— 元の文章 —
================
ゲームの面白さとは

このあいだ、スーパーマリオをプレイすると脳が良くなる、という記事を読みました。

 

任天堂が発売した、いわゆる初代の「ファミコン」は、ちょっと調べたところ、1983年に初めて市場に出たそうです。うちにファミコンが来たのは、たしか小学生の1年生だったか、2年生だったか、つまり、85年かそこらだったように記憶しています。

 

いまでも、よく覚えていますが、「ピンボール」と「ゼビウス」というシューティングゲームが最初に買ったカセット(そのように呼んでいたように記憶していますが、これははっきり覚えていません)でした。

 

今のゲーム技術から見れば、おそろしく原始的で、悪く言えばショボいゲームのようにも見えるでしょうが、子供のころのわたしには、かなり刺激的なゲームでした。

 

ドラクエは、最初の「Ⅰ(ワン)」はけっこうおもしろかったのですが、「Ⅱ(ツー)」はそれほどでもなく、「Ⅲ(スリー)」は結局途中で飽きてしまいました。

 

スーパーマリオは友達の家で熱中したような記憶があります。

 

だらだらと前置きが長くなってきましたが、実はわたしが言いたいのは、ゲームの面白さというのは、ステージをクリアするごとに、少しずつ難しくなっていき、何度か失敗しても、いろいろとやり方を工夫したり、慣れてくるとクリアできるようになっている、そのような絶妙なレベル設定がされていれば、グラフィックやストーリーというのは、ほとんど重要ではないのではないだろうか、ということです。
================
— 課題の目的 —
次の1.〜3.は、上の元の文章の内容と合っていますか。それぞれ「はい」か「いいえ」で答え、判断の決め手となる元の文章の語句をそのまま引用してください。
1. 初代のファミコンは1983年に初めて市場に出た。
2. ドラクエは「Ⅲ(スリー)」がいちばん楽しめた。
3. スーパーマリオには自分の家で熱中した。
================
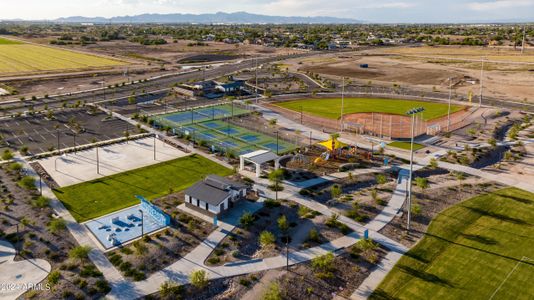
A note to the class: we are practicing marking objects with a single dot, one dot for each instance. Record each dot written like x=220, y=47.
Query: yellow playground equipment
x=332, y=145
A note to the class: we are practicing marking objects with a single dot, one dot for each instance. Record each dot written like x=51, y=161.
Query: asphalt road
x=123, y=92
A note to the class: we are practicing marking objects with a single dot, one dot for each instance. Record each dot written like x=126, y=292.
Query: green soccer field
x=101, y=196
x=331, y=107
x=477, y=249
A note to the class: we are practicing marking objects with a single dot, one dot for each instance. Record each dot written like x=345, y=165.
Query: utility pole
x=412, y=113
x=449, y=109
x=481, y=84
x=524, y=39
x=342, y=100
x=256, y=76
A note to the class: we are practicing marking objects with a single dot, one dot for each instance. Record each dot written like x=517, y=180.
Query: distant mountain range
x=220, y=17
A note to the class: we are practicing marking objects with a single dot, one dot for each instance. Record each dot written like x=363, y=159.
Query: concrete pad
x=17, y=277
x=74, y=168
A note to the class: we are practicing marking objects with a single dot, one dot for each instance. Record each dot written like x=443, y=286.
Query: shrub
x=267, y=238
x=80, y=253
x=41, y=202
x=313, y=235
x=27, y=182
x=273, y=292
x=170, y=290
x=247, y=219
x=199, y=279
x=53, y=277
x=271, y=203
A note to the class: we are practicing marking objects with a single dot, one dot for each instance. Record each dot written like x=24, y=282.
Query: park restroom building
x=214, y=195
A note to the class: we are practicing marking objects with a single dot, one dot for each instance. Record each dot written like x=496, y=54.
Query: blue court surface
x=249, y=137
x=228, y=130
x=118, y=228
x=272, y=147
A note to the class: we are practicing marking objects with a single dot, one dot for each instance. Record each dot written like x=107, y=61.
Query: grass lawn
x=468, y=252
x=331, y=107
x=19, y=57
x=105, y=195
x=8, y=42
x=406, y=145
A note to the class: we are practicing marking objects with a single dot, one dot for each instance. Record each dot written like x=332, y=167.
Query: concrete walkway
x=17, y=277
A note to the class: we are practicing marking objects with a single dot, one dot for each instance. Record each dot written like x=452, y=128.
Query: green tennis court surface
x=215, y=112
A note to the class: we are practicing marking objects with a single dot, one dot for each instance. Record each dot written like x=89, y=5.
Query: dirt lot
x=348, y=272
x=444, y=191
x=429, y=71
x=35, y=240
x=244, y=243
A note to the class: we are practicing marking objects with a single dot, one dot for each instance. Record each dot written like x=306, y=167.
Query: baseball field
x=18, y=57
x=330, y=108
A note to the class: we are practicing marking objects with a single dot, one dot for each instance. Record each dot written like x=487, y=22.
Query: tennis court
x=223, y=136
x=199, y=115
================
— 結果 —
1. はい。「1983年に初めて市場に出たそうです」
2. いいえ。「「Ⅲ(スリー)」は結局途中で飽きてしまいました」
3. いいえ。「スーパーマリオは友達の家で熱中したような記憶があります」